[POR HACER]:
#1 Copie fielmente el pasaje del relato sobre Waldo Mayorga comprendido entre "domingo, agosto 27, 2006" y "que los presentó.", ambos inclusive.
#2 Según el relato sobre Waldo Mayorga, ¿cuánto tiempo pasó antes de que Pergenio Torrealba y Mayorga se dirigieran la palabra?
#3 Retome el relato sobre Waldo Mayorga y prosígalo a partir de la última oración.

Visitas de la última semana a la página

domingo, agosto 27, 2006

El discurso de Waldo Mayorga

Pergenio Torrealba escuchaba con toda atención el testimonio arrebatador de Waldo Mayorga, su casual compañero en la barra del café. Ambos acudían coincidentemente a la misma hora y a ambos les placía ser atendidos por la misma azafata. No obstante lo anterior hubo de pasar un buen tiempo, cinco a seis meses, para que se dirigieran la palabra. Y nunca lo hubiesen hecho de no mediar la intermediación de un conocido común, que los presentó.
El discurso de Waldo Mayorga no por ser repetitivo dejaba de ser interesante. Mayorga, un hombre bajo de estatura, desplegaba acaso por esto mismo una energía y una creatividad avasalladoras, al menos siempre que se le veía en público. Mayorga era un conquistador de territorios. Odiaba los problemas, decía que le cansaban los problemas, que un buen día mandaría todo a la punta del cerro, pero poseía soluciones para todo embrollo que lo involucrase, fuese personal, económico, político o incluso aquéllos que no le atañeran en lo más mínimo. Una mañana alguien le hizo ver que, para él, un solo día sin un rompecabezas que completar le habría significado la muerte fulminante, punto con el que concordó, como siempre, mirando a los ojos a su interlocutor y luego a los cuatro rincones de la sala, pasando su mirada de alerta y satisfacción por la sala entera.

[DATOS PROPORCIONADOS]:
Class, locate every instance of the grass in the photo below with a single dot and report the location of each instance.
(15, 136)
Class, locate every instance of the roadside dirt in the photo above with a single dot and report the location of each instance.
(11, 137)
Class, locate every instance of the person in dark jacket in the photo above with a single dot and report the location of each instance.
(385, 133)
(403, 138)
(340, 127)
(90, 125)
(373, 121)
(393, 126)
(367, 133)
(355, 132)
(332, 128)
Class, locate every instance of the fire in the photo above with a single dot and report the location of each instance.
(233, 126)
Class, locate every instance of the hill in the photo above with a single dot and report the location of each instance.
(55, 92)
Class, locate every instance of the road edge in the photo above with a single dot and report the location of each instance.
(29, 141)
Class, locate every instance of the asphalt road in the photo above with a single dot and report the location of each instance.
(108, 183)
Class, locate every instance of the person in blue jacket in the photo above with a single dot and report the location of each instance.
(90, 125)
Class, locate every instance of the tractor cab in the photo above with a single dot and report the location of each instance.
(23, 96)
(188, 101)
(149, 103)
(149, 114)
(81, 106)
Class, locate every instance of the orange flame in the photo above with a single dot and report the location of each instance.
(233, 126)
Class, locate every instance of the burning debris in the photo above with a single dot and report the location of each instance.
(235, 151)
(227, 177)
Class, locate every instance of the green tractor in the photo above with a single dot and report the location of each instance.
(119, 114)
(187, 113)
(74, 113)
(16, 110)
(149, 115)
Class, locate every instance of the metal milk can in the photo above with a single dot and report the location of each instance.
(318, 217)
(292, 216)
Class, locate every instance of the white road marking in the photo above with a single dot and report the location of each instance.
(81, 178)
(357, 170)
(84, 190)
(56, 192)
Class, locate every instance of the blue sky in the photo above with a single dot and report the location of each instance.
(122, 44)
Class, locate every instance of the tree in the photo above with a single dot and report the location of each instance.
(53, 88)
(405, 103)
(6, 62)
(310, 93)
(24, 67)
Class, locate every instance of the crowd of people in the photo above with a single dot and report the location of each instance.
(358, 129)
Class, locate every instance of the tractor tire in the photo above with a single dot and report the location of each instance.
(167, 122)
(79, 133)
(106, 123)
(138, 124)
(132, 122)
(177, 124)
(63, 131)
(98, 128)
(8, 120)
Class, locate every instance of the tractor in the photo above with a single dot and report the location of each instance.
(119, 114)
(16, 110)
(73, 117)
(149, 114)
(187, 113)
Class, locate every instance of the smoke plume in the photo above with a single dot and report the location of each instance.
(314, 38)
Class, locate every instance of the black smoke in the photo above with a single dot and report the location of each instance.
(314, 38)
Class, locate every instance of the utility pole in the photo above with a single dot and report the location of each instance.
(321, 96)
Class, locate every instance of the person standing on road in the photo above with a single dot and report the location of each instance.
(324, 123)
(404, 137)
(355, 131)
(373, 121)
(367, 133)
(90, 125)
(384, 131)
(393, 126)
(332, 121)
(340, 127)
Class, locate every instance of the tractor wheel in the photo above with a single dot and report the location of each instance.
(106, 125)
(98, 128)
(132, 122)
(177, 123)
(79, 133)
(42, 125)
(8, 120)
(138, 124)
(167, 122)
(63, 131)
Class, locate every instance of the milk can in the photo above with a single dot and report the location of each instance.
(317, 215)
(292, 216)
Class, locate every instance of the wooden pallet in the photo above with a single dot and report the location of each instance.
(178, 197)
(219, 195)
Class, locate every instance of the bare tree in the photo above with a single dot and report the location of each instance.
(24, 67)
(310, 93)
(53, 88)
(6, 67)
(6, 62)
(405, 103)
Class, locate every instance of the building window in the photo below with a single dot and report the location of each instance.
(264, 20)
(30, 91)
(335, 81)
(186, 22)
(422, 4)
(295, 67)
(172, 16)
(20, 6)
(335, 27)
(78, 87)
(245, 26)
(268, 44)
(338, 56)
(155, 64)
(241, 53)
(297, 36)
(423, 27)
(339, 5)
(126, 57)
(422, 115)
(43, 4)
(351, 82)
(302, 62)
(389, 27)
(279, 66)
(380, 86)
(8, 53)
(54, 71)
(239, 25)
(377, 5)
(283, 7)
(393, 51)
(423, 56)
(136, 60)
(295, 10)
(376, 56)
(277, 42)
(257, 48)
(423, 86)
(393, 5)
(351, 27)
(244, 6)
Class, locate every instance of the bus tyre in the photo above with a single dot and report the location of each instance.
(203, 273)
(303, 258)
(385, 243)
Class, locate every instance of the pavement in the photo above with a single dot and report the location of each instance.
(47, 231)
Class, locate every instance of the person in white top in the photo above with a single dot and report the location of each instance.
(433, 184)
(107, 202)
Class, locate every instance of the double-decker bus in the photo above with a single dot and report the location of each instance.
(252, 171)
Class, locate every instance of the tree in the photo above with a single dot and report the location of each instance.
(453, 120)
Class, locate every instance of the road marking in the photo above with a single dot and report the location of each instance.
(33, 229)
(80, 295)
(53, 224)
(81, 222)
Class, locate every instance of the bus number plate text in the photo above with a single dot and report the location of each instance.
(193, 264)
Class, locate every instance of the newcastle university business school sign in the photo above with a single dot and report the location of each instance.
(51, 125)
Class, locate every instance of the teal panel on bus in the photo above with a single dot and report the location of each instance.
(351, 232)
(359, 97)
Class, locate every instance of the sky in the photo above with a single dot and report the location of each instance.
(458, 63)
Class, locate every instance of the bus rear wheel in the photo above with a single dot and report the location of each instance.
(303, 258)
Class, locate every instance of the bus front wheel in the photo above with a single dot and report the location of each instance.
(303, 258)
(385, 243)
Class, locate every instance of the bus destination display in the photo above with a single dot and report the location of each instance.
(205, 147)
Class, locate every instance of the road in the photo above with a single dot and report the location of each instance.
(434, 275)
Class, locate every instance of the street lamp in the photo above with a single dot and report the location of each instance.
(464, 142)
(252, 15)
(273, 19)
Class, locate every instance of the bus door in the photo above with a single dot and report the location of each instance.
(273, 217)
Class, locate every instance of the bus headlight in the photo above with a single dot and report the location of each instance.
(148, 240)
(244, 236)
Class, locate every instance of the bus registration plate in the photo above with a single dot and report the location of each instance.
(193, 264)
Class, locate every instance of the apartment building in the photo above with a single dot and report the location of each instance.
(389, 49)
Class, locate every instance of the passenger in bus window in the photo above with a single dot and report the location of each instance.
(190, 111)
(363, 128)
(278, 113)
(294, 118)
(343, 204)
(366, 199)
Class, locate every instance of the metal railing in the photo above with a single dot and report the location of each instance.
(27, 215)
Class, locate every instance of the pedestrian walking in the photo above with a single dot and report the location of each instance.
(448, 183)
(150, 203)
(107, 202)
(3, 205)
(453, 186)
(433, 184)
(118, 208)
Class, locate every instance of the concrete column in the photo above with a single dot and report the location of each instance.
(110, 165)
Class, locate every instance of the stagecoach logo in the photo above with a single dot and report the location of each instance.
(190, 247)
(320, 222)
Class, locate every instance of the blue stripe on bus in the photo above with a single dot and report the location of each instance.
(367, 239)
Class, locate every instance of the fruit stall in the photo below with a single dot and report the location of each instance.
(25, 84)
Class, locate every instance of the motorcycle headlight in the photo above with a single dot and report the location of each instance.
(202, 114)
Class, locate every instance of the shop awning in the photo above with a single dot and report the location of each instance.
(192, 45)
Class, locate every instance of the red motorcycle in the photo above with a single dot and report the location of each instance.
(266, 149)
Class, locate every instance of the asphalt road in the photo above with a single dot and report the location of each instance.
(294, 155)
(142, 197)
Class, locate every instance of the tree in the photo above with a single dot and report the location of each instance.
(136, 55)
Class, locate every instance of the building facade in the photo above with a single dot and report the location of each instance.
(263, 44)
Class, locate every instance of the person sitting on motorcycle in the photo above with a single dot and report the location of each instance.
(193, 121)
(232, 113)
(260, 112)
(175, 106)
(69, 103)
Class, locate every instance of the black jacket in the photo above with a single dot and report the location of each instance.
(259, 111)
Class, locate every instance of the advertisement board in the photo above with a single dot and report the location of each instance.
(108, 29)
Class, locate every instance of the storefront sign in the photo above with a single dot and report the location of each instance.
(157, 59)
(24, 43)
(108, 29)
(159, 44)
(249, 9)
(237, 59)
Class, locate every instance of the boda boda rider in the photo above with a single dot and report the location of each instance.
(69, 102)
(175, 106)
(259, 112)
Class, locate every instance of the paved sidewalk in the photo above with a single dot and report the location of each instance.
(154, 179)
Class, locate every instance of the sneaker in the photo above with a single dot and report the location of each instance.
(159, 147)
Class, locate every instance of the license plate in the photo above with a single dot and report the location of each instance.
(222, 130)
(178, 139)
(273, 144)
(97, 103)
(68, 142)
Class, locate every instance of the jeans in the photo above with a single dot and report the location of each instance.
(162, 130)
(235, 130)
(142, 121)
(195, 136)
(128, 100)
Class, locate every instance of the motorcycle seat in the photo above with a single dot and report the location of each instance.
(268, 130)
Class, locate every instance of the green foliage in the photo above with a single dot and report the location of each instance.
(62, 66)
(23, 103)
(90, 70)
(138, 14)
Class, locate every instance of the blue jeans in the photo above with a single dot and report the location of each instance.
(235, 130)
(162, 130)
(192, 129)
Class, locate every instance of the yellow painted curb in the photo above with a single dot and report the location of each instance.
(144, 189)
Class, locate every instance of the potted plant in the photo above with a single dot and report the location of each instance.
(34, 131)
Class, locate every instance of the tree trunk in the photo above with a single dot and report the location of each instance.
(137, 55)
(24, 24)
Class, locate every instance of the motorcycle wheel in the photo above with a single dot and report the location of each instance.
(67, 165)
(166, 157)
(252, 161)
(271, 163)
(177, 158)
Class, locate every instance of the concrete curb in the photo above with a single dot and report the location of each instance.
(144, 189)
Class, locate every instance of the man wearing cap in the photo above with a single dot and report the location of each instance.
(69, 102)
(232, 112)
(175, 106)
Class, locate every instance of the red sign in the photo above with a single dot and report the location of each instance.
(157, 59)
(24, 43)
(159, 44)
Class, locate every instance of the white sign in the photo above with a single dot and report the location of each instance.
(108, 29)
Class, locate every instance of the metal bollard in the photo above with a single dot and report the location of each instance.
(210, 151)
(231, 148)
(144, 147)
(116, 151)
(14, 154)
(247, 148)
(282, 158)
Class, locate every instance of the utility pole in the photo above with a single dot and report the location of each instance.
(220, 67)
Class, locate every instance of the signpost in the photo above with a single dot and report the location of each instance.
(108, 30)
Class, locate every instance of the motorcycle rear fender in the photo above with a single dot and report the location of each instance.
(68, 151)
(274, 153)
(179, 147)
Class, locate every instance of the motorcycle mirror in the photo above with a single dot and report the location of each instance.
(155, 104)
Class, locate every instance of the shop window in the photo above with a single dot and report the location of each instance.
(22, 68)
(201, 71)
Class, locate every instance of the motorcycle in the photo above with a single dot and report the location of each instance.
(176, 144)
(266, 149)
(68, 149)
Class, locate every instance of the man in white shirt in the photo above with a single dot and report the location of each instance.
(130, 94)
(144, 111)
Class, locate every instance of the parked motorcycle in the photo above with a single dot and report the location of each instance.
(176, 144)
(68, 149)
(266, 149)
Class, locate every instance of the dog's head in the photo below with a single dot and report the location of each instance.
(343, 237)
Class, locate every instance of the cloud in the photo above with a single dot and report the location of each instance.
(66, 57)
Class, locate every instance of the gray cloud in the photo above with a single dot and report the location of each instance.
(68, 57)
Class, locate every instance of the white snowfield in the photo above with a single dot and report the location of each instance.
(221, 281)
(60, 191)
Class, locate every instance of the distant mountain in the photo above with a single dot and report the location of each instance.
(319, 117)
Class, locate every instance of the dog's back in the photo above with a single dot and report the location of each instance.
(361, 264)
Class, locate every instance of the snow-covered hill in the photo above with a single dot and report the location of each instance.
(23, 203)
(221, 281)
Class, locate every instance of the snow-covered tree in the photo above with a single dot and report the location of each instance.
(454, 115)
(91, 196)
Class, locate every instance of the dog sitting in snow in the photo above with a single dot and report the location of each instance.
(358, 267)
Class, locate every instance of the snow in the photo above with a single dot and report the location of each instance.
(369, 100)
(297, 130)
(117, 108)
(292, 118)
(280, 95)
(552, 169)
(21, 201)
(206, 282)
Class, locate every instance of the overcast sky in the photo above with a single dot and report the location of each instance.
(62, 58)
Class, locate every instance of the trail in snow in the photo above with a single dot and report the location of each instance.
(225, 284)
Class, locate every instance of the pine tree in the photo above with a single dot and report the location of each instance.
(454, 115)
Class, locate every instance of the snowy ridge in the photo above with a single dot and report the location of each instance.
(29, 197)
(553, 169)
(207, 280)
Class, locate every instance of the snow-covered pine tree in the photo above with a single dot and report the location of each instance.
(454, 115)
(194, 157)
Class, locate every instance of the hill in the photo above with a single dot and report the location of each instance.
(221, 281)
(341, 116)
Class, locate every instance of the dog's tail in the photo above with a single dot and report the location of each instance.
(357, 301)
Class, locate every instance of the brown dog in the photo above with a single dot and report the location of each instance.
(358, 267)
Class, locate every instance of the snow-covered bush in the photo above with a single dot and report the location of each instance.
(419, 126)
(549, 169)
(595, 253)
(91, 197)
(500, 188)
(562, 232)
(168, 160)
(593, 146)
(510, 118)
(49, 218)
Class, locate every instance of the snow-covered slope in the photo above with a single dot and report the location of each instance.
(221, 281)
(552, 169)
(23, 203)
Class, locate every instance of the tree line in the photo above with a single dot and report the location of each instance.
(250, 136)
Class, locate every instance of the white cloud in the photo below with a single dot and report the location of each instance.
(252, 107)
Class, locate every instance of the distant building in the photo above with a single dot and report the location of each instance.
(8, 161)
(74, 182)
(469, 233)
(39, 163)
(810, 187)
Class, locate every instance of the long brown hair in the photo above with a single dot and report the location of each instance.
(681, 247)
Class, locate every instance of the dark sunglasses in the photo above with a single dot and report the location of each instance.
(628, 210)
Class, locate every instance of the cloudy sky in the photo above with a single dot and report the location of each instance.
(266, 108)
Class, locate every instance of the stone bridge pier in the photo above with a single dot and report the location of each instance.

[TAREAS RESUELTAS]:
#1
domingo, agosto 27, 2006

El discurso de Waldo Mayorga

Pergenio Torrealba escuchaba con toda atención el testimonio arrebatador de Waldo Mayorga, su casual compañero en la barra del café. Ambos acudían coincidentemente a la misma hora y a ambos les placía ser atendidos por la misma azafata. No obstante lo anterior hubo de pasar un buen tiempo, cinco a seis meses, para que se dirigieran la palabra. Y nunca lo hubiesen hecho de no mediar la intermediación de un conocido común, que los presentó.

#2 Pasaron entre cinco y seis meses.

#3
Pergenio Torrealba lo oía mientras pensaba para sus adentros cuánta distancia había entre los dos. Su mente atravesó el discurso. Imaginó que Mayorga despertaba temprano con una gran ansiedad; lo imaginó leyendo las noticias con la televisión encendida mientras desayunaba; tal vez dejaría el baño y la afeitada para después o tal vez sería lo primero que haría al levantarse; tal vez leería los diarios sentado en el inodoro. Lo que quedaba claro -y Mayorga lo había confirmado muchas veces- es que al salir de su casa ya se había fijado tres metas para el día, dos de ellas de carácter pecuniario. No era raro entonces que al momento de acostarse hubiese cerrado un par de negocios. Si uno resultaba ser malo y el otro bueno, a la larga su peculio tendría forzosamente que aumentar, esos eran sus cálculos y ése era hoy un hecho demostrable.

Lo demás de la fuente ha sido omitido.